-- begin Record set --

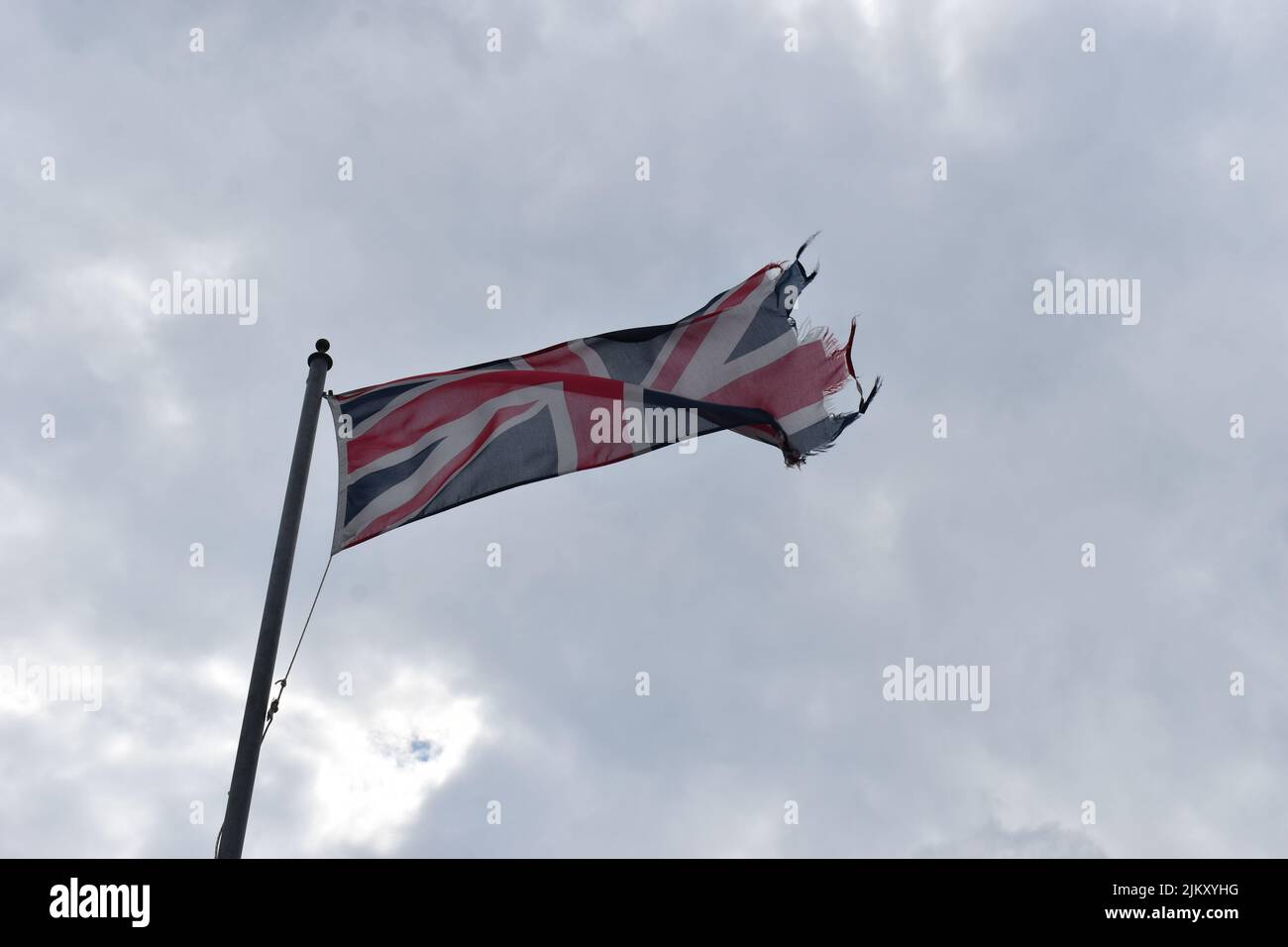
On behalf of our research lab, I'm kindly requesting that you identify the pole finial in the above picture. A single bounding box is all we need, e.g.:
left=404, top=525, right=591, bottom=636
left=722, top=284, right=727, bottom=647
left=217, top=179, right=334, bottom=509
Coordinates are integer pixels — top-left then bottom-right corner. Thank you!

-- end Record set --

**Exercise details:**
Reproduce the listing above word for word, omitting the picture.

**Result for this exercise:**
On behalf of our research lab, I'm kindly requesting that you identify the pole finial in the above picture. A single bounding box is all we need, e.g.:
left=404, top=525, right=591, bottom=636
left=722, top=284, right=727, bottom=647
left=217, top=179, right=334, bottom=509
Coordinates are integer pixels — top-left then bottom-right corner. Thank you!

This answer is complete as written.